* _Given request_
Extract the lines starting at the one that contains "of the windshield?" and ending at the final line of the entries, reproducing each line character for character.

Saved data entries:
Start
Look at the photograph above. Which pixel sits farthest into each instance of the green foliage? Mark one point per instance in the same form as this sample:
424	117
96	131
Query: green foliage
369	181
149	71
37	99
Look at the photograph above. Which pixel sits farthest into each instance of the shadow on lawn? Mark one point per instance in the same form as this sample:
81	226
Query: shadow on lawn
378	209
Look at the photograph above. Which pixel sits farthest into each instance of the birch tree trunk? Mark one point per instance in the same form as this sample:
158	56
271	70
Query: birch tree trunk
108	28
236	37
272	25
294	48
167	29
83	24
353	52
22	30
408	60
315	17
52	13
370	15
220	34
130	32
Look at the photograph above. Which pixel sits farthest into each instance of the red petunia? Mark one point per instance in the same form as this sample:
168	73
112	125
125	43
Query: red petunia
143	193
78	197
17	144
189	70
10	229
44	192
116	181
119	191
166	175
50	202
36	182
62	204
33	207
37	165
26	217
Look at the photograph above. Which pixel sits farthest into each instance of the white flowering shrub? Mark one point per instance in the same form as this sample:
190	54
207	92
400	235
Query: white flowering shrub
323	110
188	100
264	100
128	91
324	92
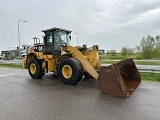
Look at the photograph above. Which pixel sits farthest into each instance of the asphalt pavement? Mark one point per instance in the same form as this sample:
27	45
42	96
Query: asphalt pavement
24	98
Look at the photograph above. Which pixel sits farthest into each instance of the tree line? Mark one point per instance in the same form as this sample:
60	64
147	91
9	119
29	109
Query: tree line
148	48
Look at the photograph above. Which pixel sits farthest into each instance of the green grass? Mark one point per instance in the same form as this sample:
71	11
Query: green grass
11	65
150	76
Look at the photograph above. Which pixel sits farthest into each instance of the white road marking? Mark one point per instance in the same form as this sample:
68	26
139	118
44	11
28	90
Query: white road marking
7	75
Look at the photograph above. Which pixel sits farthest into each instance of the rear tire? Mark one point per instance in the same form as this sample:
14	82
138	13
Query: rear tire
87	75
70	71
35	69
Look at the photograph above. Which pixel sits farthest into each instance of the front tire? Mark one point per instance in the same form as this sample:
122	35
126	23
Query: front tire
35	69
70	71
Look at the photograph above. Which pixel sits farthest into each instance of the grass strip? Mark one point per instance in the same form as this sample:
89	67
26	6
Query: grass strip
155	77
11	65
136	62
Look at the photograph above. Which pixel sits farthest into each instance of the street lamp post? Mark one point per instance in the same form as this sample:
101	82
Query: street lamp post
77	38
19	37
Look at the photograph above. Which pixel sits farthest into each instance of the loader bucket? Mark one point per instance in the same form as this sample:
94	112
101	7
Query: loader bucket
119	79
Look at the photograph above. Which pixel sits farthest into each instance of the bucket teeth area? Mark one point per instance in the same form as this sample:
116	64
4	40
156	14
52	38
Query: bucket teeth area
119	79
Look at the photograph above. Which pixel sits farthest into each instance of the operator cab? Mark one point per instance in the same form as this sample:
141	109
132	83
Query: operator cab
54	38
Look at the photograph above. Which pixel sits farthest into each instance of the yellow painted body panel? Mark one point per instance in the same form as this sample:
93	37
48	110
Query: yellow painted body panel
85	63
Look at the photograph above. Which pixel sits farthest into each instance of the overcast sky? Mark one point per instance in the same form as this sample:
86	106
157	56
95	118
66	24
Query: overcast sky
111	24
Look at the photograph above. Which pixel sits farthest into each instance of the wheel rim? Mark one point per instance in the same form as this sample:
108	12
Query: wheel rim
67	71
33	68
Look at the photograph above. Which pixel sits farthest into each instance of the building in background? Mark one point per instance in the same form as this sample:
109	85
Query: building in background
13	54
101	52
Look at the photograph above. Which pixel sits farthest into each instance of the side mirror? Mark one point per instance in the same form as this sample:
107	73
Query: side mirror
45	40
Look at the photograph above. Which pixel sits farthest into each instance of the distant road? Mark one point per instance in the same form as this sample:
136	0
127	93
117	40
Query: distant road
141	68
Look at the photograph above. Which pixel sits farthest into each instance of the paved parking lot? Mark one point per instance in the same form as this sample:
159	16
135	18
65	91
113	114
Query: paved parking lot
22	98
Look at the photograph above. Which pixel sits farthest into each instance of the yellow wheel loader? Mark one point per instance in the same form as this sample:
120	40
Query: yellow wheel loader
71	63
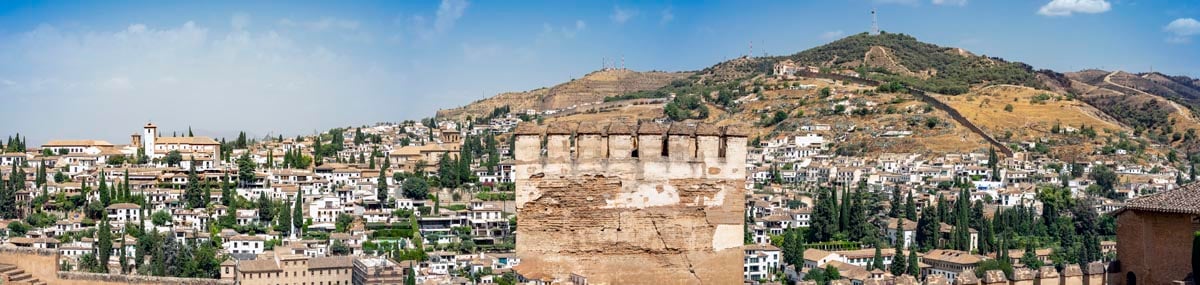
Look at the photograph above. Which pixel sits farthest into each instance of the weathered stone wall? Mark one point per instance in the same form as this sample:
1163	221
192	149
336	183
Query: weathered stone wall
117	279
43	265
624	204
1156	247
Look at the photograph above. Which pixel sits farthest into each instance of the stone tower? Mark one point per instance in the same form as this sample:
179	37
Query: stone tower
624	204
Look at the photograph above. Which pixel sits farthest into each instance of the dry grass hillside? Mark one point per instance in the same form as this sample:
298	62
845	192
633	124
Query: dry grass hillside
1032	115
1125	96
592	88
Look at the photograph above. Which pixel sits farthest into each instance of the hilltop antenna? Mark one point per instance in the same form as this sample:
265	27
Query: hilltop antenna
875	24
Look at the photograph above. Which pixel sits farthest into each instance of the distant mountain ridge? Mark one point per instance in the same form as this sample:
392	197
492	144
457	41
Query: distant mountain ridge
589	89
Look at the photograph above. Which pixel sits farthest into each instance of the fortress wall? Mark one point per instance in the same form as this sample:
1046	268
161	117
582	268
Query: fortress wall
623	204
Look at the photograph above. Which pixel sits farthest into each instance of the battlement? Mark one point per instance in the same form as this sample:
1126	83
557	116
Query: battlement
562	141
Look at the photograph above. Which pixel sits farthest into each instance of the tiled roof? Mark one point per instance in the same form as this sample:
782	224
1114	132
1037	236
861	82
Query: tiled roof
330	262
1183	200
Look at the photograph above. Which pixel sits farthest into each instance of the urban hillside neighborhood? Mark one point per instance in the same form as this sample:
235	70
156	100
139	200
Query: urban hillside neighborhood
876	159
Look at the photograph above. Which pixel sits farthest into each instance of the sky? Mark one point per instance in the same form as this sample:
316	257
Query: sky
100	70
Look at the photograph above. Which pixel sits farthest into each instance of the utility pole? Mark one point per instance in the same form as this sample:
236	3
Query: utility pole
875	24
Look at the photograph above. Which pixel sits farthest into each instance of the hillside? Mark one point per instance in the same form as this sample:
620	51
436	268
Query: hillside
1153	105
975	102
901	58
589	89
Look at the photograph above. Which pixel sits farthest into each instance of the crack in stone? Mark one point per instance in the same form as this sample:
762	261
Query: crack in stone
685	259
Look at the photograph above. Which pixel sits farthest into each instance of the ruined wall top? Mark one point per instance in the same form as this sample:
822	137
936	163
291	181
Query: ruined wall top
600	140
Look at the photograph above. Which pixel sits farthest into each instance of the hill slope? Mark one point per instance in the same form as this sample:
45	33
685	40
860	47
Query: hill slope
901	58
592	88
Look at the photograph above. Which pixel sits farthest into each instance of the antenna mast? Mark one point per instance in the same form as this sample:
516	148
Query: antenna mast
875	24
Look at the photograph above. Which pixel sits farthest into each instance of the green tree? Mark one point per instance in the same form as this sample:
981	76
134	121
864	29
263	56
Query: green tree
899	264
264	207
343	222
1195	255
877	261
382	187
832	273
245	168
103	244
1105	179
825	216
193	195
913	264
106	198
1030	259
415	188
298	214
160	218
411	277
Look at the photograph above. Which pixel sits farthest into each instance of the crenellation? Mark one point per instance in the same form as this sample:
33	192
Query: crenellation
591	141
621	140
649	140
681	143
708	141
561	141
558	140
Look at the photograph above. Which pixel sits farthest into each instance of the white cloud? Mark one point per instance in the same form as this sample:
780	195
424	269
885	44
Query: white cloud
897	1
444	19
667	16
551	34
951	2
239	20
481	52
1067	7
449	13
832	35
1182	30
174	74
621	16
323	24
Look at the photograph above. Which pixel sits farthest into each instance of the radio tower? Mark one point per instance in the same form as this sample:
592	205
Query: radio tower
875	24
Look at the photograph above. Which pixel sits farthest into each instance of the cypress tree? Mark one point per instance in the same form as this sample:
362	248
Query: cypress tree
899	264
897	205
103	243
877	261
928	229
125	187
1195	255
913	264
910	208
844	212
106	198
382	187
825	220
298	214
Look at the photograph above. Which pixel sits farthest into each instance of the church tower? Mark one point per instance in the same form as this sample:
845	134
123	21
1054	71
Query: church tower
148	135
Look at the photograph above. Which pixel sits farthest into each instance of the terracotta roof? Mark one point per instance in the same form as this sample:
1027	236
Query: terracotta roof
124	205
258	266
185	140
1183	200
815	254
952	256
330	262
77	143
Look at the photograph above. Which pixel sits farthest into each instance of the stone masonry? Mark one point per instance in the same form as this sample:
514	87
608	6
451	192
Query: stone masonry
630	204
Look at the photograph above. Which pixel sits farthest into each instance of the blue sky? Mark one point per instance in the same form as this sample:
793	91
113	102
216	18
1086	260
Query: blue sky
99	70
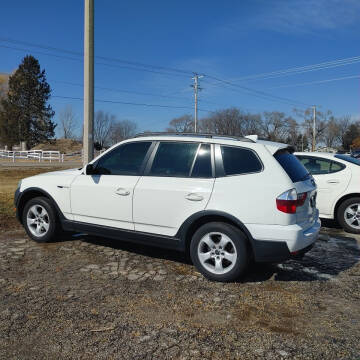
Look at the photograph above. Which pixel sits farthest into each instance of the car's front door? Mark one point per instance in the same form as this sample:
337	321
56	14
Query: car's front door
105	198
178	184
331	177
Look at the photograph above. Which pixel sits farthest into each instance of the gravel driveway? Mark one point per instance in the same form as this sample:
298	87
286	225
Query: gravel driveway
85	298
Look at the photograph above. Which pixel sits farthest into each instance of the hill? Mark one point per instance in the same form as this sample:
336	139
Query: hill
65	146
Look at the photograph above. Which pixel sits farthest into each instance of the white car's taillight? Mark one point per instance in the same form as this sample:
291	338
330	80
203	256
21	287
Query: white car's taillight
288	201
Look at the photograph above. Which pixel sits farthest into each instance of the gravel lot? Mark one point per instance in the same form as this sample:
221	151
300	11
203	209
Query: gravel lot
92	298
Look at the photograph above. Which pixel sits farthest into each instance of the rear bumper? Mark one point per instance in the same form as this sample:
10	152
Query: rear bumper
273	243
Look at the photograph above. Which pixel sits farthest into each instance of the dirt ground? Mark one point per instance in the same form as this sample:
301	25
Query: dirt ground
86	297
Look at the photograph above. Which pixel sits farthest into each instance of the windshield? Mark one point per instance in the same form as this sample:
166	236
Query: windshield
End
* _Right answer_
Look at the photograph above. Which pixel sits farthest into each instance of the windshield? Mark one point per instance in the same form as this sample:
166	236
Query: windshield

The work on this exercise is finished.